▸ Source text
Before he locked his pilot out of the cockpit and intentionally sent 149 people to their deaths on a French mountainside, Germanwings co-pilot Andreas Lubitz was an apparently happy guy with hobbies and a picturesque house in Montabaur, Germany. A neighbor who knew him tells Le Figaro that Lubitz "was completely normal. He was very happy to have his job. He had attained his dream of having become a professional pilot." Lufthansa CEO Carsten Spohr, speaking at a press conference today, per the Guardian, said the revelation that the crash was intentional "leaves us absolutely speechless. I [wouldn't] have been able to imagine that the situation would have got even worse." Here's what else is known about Lubitz:
- He was an avid runner and a member of Montabaur flight club called LSC Westerwald.
- Lubitz began his training in 2008; he completed it after an unexplained interruption of several months, per CNN. Spohr says there was nothing unusual about that, or the results of his training, but the company says it will look into it. Lubitz initially worked as a flight attendant.
- An American law enforcement official tells CBS that part of Lubitz's training took place in Phoenix between July and November 2010; Lubitz was last in the US in October.
- Lubitz had passed all flight and medical exams and had been deemed "100% fit to fly," Spohr said. "This is a shock. We select cockpit personnel carefully."
- Spohr declined to discuss whether Lubitz committed suicide, the Guardian notes, saying, "we can only speculate what might have been the motivation of the co-pilot." Then rather more succinctly, per CNN: "If a person kills himself and also 149 other people, another word should be used—not suicide."

▸ Provided data

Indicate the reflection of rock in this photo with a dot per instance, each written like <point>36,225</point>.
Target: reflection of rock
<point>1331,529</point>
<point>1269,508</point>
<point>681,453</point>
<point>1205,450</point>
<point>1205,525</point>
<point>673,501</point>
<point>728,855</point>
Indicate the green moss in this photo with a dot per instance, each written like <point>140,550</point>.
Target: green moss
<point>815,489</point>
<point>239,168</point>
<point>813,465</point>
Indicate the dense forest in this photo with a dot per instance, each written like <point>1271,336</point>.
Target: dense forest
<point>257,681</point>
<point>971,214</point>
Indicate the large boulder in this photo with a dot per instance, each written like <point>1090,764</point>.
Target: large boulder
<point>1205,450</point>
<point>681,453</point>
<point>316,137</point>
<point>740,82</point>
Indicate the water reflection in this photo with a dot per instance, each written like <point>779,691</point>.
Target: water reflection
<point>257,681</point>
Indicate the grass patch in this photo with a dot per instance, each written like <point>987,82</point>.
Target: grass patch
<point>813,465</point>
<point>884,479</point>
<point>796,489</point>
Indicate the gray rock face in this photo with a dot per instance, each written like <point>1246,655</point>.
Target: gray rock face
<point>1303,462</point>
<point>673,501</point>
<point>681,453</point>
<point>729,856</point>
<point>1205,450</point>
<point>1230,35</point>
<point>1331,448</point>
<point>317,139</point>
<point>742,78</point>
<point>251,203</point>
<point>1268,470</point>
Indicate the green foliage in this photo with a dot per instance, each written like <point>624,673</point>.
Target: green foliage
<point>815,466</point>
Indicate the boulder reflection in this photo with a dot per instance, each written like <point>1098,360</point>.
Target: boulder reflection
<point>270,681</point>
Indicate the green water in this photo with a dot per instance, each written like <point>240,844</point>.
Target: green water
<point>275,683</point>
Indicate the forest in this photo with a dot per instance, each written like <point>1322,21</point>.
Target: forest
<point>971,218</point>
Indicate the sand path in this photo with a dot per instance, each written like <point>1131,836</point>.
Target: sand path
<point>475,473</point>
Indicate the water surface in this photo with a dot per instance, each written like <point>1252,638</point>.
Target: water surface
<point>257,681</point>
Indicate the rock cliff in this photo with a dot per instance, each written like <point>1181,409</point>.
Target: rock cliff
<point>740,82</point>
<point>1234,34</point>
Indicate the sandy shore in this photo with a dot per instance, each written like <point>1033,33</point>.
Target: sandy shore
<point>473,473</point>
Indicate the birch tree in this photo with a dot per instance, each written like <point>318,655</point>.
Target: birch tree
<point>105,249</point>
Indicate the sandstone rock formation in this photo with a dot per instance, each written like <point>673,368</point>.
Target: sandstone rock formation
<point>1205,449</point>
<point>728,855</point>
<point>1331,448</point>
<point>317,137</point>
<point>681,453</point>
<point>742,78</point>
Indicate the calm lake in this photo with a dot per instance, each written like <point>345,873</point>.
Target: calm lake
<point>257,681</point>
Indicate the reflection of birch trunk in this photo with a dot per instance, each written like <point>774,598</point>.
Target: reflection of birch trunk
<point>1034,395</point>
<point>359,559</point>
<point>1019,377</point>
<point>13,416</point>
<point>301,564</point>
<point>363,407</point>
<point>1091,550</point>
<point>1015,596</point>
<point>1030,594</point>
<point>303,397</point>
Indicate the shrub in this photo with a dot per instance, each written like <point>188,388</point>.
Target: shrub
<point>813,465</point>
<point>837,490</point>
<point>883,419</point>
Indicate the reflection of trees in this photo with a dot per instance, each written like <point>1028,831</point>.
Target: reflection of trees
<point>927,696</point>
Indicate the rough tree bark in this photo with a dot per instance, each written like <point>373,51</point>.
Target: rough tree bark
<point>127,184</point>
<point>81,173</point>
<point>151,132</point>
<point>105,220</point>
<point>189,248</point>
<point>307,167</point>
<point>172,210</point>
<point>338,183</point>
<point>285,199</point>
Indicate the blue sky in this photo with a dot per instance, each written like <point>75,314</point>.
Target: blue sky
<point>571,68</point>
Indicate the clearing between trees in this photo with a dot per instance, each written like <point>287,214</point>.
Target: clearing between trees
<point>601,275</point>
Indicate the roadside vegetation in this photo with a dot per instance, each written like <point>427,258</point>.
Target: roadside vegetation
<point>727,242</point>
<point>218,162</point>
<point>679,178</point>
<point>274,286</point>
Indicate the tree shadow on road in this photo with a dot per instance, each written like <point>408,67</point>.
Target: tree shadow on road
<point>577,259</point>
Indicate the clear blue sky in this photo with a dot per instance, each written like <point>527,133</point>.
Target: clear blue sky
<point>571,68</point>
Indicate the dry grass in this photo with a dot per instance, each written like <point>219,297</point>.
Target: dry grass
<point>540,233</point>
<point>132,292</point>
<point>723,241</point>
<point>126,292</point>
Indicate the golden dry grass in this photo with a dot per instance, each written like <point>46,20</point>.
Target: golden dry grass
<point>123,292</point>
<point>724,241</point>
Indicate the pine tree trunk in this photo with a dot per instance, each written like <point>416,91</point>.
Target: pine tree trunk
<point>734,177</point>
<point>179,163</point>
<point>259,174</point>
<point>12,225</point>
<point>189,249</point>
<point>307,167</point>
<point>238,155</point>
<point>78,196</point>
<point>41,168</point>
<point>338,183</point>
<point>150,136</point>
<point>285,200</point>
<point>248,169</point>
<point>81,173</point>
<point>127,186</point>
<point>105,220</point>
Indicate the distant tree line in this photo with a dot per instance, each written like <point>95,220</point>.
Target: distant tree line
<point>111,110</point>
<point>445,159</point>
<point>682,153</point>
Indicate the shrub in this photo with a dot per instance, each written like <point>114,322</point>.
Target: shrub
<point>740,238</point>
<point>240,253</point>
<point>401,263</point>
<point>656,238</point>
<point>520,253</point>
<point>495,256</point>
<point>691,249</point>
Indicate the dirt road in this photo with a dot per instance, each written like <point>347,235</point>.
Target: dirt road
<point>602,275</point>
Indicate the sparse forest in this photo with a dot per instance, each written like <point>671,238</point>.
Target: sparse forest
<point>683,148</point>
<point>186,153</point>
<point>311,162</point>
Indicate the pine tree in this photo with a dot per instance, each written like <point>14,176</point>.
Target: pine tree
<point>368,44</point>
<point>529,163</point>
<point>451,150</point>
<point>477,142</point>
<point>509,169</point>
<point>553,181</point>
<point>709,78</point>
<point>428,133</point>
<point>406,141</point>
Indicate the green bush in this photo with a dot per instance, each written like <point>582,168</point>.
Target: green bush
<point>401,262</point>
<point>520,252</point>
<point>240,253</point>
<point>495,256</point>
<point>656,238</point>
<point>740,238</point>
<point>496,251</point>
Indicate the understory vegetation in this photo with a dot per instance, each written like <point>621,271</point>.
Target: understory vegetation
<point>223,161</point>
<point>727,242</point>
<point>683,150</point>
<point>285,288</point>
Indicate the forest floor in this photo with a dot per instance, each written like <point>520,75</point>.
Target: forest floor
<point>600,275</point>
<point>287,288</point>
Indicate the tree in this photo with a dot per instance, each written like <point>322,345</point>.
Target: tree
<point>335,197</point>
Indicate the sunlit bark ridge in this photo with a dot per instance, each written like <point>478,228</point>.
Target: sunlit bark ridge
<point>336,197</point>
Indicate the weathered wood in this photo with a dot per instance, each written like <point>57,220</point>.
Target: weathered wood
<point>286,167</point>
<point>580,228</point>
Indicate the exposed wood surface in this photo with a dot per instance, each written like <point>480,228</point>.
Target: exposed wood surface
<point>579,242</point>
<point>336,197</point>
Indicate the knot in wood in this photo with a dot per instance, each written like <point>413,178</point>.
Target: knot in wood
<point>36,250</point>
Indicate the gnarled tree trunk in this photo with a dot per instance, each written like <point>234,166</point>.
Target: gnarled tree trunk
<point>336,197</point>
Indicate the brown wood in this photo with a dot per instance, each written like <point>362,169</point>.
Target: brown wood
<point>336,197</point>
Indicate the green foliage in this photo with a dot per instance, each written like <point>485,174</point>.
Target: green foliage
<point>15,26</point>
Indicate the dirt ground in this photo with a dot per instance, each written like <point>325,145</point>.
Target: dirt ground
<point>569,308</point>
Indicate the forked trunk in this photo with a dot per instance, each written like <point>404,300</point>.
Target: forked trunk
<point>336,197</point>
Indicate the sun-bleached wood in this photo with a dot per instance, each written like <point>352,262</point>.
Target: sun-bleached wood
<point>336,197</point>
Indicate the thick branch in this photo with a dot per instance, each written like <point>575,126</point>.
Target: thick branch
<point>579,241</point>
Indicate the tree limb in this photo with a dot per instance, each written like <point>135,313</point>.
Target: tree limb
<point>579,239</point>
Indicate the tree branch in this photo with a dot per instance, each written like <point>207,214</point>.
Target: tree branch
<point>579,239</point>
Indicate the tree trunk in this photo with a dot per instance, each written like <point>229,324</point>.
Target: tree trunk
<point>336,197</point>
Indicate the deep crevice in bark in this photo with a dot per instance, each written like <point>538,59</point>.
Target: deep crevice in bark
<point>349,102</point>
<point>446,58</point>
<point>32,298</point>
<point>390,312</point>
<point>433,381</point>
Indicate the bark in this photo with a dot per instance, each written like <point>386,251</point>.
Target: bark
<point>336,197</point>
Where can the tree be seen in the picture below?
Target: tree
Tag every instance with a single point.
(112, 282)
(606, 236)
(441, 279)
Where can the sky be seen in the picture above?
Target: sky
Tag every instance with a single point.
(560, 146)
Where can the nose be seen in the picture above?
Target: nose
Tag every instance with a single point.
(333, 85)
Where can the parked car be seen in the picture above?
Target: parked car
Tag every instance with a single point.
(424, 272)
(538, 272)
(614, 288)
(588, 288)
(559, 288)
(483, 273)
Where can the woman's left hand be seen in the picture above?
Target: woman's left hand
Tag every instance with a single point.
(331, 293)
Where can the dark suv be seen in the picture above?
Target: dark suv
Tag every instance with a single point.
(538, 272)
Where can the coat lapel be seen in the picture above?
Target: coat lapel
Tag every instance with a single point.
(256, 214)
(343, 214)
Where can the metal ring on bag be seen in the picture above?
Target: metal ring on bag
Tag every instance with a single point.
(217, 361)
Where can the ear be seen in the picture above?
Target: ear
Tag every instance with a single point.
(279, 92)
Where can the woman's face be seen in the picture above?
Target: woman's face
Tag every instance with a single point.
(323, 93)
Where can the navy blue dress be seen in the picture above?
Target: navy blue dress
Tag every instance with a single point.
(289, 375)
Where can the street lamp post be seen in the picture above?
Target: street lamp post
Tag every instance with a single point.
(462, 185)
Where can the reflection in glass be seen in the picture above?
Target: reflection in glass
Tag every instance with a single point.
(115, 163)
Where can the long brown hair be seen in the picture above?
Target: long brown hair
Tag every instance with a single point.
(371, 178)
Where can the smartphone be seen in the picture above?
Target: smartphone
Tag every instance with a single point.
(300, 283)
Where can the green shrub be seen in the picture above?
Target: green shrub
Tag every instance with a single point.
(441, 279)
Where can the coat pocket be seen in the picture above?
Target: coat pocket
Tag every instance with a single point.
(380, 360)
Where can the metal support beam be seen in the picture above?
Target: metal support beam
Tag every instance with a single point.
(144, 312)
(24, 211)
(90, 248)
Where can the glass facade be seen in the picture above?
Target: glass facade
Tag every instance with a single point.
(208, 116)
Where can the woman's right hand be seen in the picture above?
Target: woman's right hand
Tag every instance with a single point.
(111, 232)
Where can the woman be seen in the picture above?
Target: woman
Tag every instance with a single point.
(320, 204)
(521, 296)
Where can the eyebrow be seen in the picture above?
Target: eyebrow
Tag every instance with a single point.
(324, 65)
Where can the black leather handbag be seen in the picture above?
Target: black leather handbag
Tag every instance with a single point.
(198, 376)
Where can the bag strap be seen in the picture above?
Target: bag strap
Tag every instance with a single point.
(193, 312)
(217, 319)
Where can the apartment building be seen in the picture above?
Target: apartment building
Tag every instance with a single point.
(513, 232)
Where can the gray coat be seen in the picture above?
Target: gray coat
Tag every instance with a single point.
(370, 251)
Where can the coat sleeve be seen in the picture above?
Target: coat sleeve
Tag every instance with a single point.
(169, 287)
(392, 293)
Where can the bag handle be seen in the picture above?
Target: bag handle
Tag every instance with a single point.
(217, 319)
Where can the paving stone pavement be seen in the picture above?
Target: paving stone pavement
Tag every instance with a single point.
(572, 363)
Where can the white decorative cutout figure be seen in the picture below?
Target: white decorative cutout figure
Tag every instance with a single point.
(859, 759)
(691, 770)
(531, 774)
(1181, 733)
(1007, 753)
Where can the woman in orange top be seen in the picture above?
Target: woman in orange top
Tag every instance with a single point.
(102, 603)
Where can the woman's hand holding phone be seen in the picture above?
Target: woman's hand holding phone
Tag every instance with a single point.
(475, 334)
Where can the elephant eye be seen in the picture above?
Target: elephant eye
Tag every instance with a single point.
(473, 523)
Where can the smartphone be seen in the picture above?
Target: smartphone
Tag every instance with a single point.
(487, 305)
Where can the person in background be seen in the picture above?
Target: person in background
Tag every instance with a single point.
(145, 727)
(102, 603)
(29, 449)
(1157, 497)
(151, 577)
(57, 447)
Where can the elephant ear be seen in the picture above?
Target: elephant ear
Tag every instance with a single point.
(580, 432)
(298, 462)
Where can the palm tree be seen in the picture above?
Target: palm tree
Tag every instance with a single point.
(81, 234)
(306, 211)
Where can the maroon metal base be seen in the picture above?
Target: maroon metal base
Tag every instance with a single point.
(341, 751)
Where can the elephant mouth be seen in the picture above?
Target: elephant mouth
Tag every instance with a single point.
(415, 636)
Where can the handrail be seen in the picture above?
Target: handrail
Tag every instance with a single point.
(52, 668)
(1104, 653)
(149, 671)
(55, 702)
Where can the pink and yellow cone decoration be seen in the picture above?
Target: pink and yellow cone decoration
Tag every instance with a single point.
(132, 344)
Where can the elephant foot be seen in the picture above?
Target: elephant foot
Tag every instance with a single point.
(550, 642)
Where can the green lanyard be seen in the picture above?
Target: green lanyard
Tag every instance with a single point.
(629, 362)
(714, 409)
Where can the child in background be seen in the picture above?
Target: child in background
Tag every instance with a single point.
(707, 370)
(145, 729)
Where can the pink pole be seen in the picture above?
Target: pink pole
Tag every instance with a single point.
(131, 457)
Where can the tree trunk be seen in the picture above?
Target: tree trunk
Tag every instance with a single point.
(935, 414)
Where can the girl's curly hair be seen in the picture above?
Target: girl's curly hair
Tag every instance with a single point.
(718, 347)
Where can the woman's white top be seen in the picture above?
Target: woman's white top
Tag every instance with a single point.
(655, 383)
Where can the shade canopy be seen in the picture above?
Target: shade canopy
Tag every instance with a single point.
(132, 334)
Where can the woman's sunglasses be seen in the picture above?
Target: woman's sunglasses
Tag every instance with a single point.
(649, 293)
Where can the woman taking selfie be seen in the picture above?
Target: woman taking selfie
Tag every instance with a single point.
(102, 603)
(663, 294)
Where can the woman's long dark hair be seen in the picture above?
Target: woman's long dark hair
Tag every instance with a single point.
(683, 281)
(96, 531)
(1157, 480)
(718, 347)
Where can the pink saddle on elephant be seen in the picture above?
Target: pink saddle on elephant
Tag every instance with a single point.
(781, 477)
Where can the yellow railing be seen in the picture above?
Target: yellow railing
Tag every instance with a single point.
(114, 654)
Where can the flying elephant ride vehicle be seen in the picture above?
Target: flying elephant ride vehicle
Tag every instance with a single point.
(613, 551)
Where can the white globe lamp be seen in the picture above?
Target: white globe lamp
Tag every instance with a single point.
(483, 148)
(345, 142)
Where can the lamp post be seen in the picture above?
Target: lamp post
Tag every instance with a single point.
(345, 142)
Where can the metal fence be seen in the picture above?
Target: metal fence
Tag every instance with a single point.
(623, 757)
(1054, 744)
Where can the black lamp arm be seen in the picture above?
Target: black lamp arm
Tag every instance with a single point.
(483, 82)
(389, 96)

▸ Exercise brief
Write out the whole text on the Germanwings co-pilot Andreas Lubitz word for word. The records were taken from a different source.

▸ Final answer
Before he locked his pilot out of the cockpit and intentionally sent 149 people to their deaths on a French mountainside, Germanwings co-pilot Andreas Lubitz was an apparently happy guy with hobbies and a picturesque house in Montabaur, Germany. A neighbor who knew him tells Le Figaro that Lubitz "was completely normal. He was very happy to have his job. He had attained his dream of having become a professional pilot." Lufthansa CEO Carsten Spohr, speaking at a press conference today, per the Guardian, said the revelation that the crash was intentional "leaves us absolutely speechless. I [wouldn't] have been able to imagine that the situation would have got even worse." Here's what else is known about Lubitz:
- He was an avid runner and a member of Montabaur flight club called LSC Westerwald.
- Lubitz began his training in 2008; he completed it after an unexplained interruption of several months, per CNN. Spohr says there was nothing unusual about that, or the results of his training, but the company says it will look into it. Lubitz initially worked as a flight attendant.
- An American law enforcement official tells CBS that part of Lubitz's training took place in Phoenix between July and November 2010; Lubitz was last in the US in October.
- Lubitz had passed all flight and medical exams and had been deemed "100% fit to fly," Spohr said. "This is a shock. We select cockpit personnel carefully."
- Spohr declined to discuss whether Lubitz committed suicide, the Guardian notes, saying, "we can only speculate what might have been the motivation of the co-pilot." Then rather more succinctly, per CNN: "If a person kills himself and also 149 other people, another word should be used—not suicide."